* _PROBLEM_: A word-for-word repetition of all the entries is required.

START MATERIALS PROVIDED

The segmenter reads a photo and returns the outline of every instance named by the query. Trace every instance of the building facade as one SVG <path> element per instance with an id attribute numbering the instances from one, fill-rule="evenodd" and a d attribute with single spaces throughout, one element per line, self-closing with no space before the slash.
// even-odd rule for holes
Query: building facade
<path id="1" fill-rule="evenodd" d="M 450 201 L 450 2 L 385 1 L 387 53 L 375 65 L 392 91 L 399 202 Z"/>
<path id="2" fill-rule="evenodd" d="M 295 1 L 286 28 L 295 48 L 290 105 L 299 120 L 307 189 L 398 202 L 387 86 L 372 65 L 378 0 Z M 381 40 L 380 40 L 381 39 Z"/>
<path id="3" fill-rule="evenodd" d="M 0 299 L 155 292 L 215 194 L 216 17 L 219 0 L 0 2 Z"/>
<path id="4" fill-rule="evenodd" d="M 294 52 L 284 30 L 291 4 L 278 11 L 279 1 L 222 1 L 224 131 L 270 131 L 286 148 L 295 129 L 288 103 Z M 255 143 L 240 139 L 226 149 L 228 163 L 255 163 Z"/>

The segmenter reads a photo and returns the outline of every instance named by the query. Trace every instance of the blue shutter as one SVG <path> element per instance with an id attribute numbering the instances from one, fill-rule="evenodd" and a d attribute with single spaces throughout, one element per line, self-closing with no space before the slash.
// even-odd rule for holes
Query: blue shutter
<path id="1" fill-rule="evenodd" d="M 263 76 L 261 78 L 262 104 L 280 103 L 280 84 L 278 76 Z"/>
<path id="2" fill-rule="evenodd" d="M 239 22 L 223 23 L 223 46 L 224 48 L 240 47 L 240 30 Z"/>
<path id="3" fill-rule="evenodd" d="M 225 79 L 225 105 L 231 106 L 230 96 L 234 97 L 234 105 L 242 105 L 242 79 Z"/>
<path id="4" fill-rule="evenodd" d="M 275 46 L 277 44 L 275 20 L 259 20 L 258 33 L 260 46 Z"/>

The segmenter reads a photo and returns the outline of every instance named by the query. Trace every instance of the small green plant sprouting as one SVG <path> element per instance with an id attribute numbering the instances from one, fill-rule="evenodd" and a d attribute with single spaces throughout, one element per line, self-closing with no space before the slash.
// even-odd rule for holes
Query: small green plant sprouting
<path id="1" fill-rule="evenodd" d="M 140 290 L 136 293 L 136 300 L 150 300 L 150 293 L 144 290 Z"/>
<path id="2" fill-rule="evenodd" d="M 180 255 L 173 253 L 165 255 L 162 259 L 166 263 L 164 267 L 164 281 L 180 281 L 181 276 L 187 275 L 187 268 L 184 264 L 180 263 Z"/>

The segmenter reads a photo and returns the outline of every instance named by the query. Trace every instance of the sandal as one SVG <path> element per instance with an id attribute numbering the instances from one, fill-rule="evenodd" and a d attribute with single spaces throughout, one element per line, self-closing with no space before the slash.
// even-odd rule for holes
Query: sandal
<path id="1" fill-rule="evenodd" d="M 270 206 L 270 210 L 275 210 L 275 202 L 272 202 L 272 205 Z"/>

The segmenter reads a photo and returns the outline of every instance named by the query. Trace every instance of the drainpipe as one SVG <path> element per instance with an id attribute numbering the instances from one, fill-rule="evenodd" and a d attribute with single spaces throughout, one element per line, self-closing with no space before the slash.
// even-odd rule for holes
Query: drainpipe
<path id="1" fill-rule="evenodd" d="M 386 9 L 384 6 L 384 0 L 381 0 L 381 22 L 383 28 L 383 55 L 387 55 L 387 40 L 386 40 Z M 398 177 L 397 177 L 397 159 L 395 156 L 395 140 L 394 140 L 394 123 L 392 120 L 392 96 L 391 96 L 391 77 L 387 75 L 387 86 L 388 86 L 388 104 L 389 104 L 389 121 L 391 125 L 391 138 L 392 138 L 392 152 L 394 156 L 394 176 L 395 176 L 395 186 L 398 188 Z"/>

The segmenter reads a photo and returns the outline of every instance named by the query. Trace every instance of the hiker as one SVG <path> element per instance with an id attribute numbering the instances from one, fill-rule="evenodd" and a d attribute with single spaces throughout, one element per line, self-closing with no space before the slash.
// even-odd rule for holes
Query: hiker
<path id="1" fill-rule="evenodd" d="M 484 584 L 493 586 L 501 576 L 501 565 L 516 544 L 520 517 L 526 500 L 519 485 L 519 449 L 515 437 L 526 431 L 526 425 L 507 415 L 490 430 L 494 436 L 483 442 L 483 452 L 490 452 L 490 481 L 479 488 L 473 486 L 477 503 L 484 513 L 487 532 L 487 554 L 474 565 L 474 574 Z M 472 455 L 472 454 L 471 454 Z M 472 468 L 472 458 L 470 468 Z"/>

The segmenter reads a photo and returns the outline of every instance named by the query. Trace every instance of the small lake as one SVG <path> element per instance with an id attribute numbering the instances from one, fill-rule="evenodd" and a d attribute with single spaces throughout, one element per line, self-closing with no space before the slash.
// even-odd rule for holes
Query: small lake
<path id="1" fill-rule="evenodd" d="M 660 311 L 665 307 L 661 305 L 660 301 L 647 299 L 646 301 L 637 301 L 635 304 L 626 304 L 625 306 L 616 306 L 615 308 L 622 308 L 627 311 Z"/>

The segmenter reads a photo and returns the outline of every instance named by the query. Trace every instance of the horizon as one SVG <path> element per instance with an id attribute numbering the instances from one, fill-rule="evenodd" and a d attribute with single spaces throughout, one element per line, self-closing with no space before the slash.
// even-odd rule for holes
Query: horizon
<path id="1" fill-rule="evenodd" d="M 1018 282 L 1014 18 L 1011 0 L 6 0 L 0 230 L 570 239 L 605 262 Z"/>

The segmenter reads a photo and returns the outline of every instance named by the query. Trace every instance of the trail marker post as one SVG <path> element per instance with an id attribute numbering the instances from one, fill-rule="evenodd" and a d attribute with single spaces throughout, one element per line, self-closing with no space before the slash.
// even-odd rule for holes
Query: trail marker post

END MATERIALS PROVIDED

* _RESPONSE TO THE EXERCISE_:
The segmenter reads a photo and returns the outline of every instance named by the query. Trace every instance of the building facade as one SVG <path> element per instance with an id attribute numbering the instances from one, fill-rule="evenodd" and a d attribute with single spaces throughout, one element per line, self-closing with no space before the slash.
// even-odd rule for holes
Query: building facade
<path id="1" fill-rule="evenodd" d="M 450 201 L 450 2 L 385 1 L 387 53 L 375 65 L 392 91 L 399 202 Z"/>
<path id="2" fill-rule="evenodd" d="M 295 1 L 286 28 L 295 48 L 290 105 L 299 120 L 307 189 L 398 202 L 387 86 L 372 65 L 378 0 Z M 381 40 L 380 40 L 381 39 Z"/>
<path id="3" fill-rule="evenodd" d="M 0 299 L 155 292 L 215 194 L 216 17 L 219 0 L 0 2 Z"/>
<path id="4" fill-rule="evenodd" d="M 294 52 L 284 30 L 291 4 L 278 11 L 279 1 L 222 1 L 224 131 L 270 131 L 286 148 L 295 129 L 288 103 Z M 255 143 L 240 139 L 226 149 L 228 163 L 255 163 Z"/>

The segmenter reads a photo and returns the outline of every instance named by the query. Trace every instance of the blue shutter as one SVG <path> element per instance with an id attribute numbering the instances from one, fill-rule="evenodd" and a d attribute with single spaces throughout, one element per line, self-closing with no space before the slash.
// even-odd rule for holes
Query: blue shutter
<path id="1" fill-rule="evenodd" d="M 263 76 L 261 78 L 262 104 L 280 103 L 280 84 L 278 76 Z"/>
<path id="2" fill-rule="evenodd" d="M 239 22 L 223 23 L 223 46 L 224 48 L 240 47 L 240 30 Z"/>
<path id="3" fill-rule="evenodd" d="M 225 79 L 225 105 L 231 106 L 230 96 L 234 97 L 234 105 L 242 105 L 242 79 Z"/>
<path id="4" fill-rule="evenodd" d="M 275 46 L 277 44 L 275 20 L 259 20 L 258 33 L 260 46 Z"/>

The segmenter reads a photo and returns the outline of every instance named by the query. Trace every instance of the small green plant sprouting as one SVG <path> element per instance with an id attribute numbering the instances from one, fill-rule="evenodd" and a d attribute with single spaces throughout, one element per line, self-closing with no space before the slash.
// even-odd rule for holes
Query: small green plant sprouting
<path id="1" fill-rule="evenodd" d="M 140 290 L 136 293 L 136 300 L 150 300 L 150 293 L 144 290 Z"/>
<path id="2" fill-rule="evenodd" d="M 180 255 L 173 253 L 165 255 L 162 259 L 166 263 L 164 267 L 164 281 L 180 281 L 181 276 L 187 275 L 187 268 L 184 264 L 180 263 Z"/>

The segmenter reads a photo and returns the outline of every instance named by the query. Trace every instance of the sandal as one SVG <path> element per instance with an id attribute numbering the instances from one, fill-rule="evenodd" and a d attribute with single spaces throughout, one element per line, self-closing with no space before the slash.
// even-odd rule for holes
Query: sandal
<path id="1" fill-rule="evenodd" d="M 270 206 L 270 210 L 275 210 L 275 202 L 272 202 L 272 205 Z"/>

The segmenter reads a photo and returns the outline of every instance named by the query. Trace every instance of the drainpipe as one SVG <path> element per instance with an id attribute numbering the instances from one, fill-rule="evenodd" and a d attribute with single spaces throughout, one element per line, self-closing with no space before the slash.
// even-odd rule for holes
Query: drainpipe
<path id="1" fill-rule="evenodd" d="M 386 9 L 384 6 L 384 0 L 381 0 L 381 22 L 383 28 L 383 55 L 387 55 L 387 40 L 386 40 Z M 398 177 L 397 177 L 397 159 L 395 156 L 395 140 L 394 140 L 394 123 L 392 120 L 392 96 L 391 96 L 391 77 L 387 75 L 387 86 L 388 86 L 388 104 L 389 104 L 389 121 L 391 125 L 391 138 L 392 138 L 392 152 L 394 156 L 394 176 L 395 176 L 395 186 L 398 188 Z"/>

The segmenter reads a photo and returns the outline of every instance named by the query. Trace every instance of the hiker as one SVG <path> element per instance with an id attribute numbering the instances from one, fill-rule="evenodd" and a d attribute with single spaces throughout, one element per line, self-closing with no space before the slash.
// even-odd rule for holes
Query: hiker
<path id="1" fill-rule="evenodd" d="M 484 584 L 493 586 L 501 576 L 501 565 L 516 544 L 520 517 L 526 500 L 519 485 L 519 449 L 515 437 L 526 431 L 526 425 L 507 415 L 490 430 L 494 436 L 483 442 L 483 452 L 490 452 L 490 481 L 479 488 L 473 486 L 477 503 L 484 513 L 487 532 L 487 554 L 474 565 L 474 574 Z M 472 455 L 472 454 L 471 454 Z M 472 468 L 472 458 L 470 468 Z"/>

The segmenter reads a photo and returns the outline of every instance named by the query. Trace every instance of the small lake as one SVG <path> element per instance with an id attribute numbering the instances from one, fill-rule="evenodd" and a d attribute with single spaces throughout, one element per line, self-closing with no space before the slash.
// even-odd rule for holes
Query: small lake
<path id="1" fill-rule="evenodd" d="M 660 311 L 665 307 L 661 305 L 660 301 L 647 299 L 646 301 L 637 301 L 635 304 L 626 304 L 625 306 L 616 306 L 615 308 L 622 308 L 627 311 Z"/>

The segmenter reads a photo and returns the outline of every instance named by the query. Trace every instance of the horizon as one SVG <path> element per instance with an id attribute numbering the instances from one, fill-rule="evenodd" and a d attribute with single spaces throughout, one element per line, self-closing with no space before the slash.
// even-odd rule for holes
Query: horizon
<path id="1" fill-rule="evenodd" d="M 1018 282 L 1014 18 L 1011 0 L 6 0 L 0 230 L 570 239 L 605 262 Z"/>

The segmenter reads a photo and returns the outline of every instance named by the query. Trace every instance of the trail marker post as one SVG <path> element per instance with an id attribute numbering the instances from one, fill-rule="evenodd" and a d attribute with single spaces throughout, one element per line, self-closing with no space before the slash.
// even-odd rule for holes
Query: trail marker post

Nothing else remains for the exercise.